SUPPLIED MATERIAL:
Start of Block

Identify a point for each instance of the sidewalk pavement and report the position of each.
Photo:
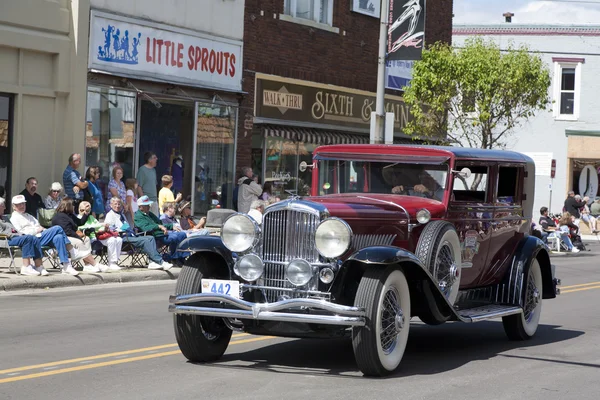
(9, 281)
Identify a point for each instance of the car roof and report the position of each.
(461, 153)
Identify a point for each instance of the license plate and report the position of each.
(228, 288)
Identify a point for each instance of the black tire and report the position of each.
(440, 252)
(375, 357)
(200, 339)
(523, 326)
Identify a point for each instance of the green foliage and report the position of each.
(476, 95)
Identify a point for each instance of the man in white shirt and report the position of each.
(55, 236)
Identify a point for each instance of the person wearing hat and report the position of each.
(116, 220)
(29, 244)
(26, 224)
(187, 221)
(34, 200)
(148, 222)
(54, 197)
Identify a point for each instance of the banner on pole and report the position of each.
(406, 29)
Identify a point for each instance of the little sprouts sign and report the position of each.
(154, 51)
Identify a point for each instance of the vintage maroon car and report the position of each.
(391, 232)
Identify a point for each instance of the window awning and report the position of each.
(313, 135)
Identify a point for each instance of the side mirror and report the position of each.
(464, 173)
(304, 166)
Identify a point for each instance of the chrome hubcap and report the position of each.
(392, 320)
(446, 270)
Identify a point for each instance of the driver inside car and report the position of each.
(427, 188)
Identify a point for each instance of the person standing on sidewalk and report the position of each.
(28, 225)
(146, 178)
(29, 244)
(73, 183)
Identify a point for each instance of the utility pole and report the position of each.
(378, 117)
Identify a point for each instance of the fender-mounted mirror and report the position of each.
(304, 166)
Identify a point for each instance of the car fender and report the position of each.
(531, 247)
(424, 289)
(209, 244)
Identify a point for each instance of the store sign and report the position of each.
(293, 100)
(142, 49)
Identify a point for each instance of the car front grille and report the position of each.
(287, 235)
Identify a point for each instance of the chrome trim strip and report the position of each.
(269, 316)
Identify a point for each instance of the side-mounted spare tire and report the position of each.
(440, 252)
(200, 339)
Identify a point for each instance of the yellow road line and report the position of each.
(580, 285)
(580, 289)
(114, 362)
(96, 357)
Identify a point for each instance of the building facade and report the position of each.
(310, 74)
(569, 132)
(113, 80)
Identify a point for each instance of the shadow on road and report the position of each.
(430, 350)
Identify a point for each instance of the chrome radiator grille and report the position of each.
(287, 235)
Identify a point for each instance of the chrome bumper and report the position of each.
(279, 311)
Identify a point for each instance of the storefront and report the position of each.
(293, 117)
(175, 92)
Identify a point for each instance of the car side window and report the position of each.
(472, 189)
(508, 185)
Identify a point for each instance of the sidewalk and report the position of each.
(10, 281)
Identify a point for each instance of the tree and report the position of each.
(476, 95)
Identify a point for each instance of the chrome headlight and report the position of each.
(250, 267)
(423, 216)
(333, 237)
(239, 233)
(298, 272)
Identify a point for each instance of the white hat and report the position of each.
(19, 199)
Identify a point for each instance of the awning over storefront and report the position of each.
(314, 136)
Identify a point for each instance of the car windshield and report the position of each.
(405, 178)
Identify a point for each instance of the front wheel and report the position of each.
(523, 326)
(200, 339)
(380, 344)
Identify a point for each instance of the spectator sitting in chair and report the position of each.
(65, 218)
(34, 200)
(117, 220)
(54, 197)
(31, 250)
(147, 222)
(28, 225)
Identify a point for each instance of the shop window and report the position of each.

End of Block
Start of Block

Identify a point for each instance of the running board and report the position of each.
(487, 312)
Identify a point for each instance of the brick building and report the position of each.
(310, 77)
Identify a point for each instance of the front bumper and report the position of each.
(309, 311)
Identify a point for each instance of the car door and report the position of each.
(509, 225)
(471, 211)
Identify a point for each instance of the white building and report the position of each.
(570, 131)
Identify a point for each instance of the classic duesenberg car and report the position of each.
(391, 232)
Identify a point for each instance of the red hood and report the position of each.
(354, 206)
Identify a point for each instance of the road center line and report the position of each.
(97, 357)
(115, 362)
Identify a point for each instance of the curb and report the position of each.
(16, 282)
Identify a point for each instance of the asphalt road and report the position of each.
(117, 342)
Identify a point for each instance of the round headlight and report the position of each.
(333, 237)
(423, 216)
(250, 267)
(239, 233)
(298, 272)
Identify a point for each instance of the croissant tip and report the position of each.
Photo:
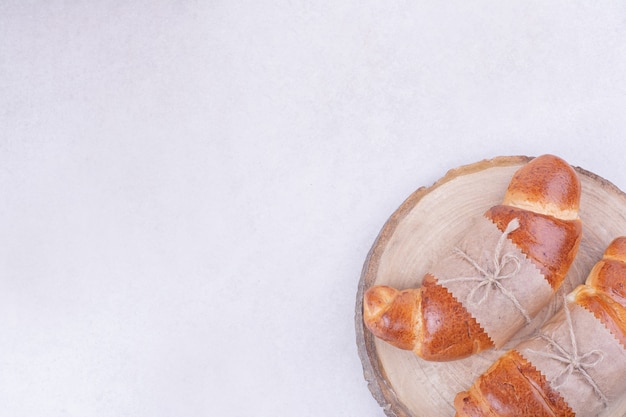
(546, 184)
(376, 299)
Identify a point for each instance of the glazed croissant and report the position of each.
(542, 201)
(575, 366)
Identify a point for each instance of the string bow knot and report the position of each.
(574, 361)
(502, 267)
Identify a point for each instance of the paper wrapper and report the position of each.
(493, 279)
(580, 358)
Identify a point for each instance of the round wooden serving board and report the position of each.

End of Block

REQUIREMENT:
Copy range, inclusive: the line holding "Identify a point for each instance of the shadow" to the line holding "Identify a point for each instance of the shop". Reproduce exactly those lines of the records above and no others.

SOLUTION BELOW:
Identify a point for each instance of the shadow on road and report the position of each.
(430, 350)
Identify a point for each instance of the chrome radiator grille and report the position of each.
(287, 235)
Identify a point for each instance of the chrome bumper and report the position of each.
(279, 311)
Identify a point for each instance of the storefront and report the position of each.
(293, 117)
(175, 92)
Identify a point for each instance of the car side window and report the position of each.
(472, 189)
(508, 185)
Identify a point for each instance of the sidewalk and report the position of each.
(10, 281)
Identify a point for each instance of the tree and report the position of each.
(476, 95)
Identify a point for each instance of the chrome headlight and report the position of each.
(250, 267)
(423, 216)
(333, 237)
(239, 233)
(298, 272)
Identify a point for each instance of the white hat and report the position of each.
(19, 199)
Identify a point for each instance of the awning over storefront and report the position of each.
(314, 136)
Identify a point for each instance of the car windshield and report the position of each.
(405, 178)
Identify a point for each instance of the front wheel and report the position of each.
(523, 326)
(200, 339)
(380, 344)
Identify a point for each instance of the spectator sitting in chair and report the position of each.
(65, 218)
(34, 200)
(117, 220)
(54, 197)
(31, 250)
(147, 222)
(28, 225)
Identify a point for each instance of the shop window and report the position of each.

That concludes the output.